(Source data begins)

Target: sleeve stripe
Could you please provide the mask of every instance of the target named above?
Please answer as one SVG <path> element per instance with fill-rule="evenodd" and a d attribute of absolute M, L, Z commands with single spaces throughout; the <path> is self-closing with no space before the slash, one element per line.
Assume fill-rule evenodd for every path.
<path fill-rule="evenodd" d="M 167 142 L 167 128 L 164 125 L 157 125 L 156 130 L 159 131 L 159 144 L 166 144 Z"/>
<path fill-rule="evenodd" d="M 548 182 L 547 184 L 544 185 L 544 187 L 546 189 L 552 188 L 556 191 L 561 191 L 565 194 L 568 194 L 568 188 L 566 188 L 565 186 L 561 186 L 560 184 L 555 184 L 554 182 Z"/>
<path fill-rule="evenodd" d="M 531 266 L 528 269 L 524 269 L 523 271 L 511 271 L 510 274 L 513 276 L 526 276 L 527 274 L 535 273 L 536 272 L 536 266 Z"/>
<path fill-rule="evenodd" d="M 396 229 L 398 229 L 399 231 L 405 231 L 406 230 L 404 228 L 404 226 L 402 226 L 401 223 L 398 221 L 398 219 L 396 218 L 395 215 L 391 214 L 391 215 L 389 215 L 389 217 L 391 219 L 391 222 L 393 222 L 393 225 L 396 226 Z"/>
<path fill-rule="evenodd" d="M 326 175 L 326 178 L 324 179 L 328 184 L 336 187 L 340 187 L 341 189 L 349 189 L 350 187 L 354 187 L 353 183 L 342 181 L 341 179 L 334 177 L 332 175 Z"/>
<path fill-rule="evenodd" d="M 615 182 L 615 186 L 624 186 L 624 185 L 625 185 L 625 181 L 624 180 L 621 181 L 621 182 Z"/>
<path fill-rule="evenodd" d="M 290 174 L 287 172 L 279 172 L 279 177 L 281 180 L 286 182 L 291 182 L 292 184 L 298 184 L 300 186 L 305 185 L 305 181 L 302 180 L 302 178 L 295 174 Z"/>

(Source data ends)

The whole of the data is to be copied out word for word.

# [Expected answer]
Target: sleeve stripe
Could you please provide the mask of every instance of the target named above?
Please answer as one SVG <path> element per instance with fill-rule="evenodd" and a d attribute of absolute M, L, Z commands with single spaces throughout; the <path> is self-closing with no space before the slash, one element per line.
Assume fill-rule evenodd for every path.
<path fill-rule="evenodd" d="M 167 142 L 167 128 L 164 125 L 157 125 L 156 130 L 159 131 L 159 144 L 166 144 Z"/>
<path fill-rule="evenodd" d="M 548 182 L 547 184 L 544 185 L 544 187 L 546 189 L 552 188 L 556 191 L 561 191 L 565 194 L 568 194 L 568 188 L 566 188 L 565 186 L 561 186 L 560 184 L 555 184 L 554 182 Z"/>
<path fill-rule="evenodd" d="M 531 266 L 528 269 L 524 269 L 523 271 L 511 271 L 510 274 L 513 276 L 526 276 L 527 274 L 535 273 L 536 272 L 536 266 Z"/>
<path fill-rule="evenodd" d="M 396 229 L 398 229 L 399 231 L 405 231 L 406 230 L 404 228 L 404 226 L 402 226 L 401 223 L 398 221 L 398 219 L 396 218 L 395 215 L 391 214 L 391 215 L 389 215 L 389 217 L 391 219 L 391 222 L 393 222 L 393 225 L 396 226 Z"/>
<path fill-rule="evenodd" d="M 326 175 L 326 178 L 324 179 L 328 184 L 336 187 L 340 187 L 341 189 L 349 189 L 350 187 L 354 187 L 353 183 L 342 181 L 341 179 L 334 177 L 332 175 Z"/>
<path fill-rule="evenodd" d="M 615 182 L 615 186 L 624 186 L 624 185 L 625 185 L 625 181 L 624 180 L 621 181 L 621 182 Z"/>
<path fill-rule="evenodd" d="M 290 174 L 287 172 L 279 172 L 279 177 L 281 180 L 286 182 L 291 182 L 292 184 L 298 184 L 300 186 L 305 185 L 305 181 L 302 180 L 302 178 L 295 174 Z"/>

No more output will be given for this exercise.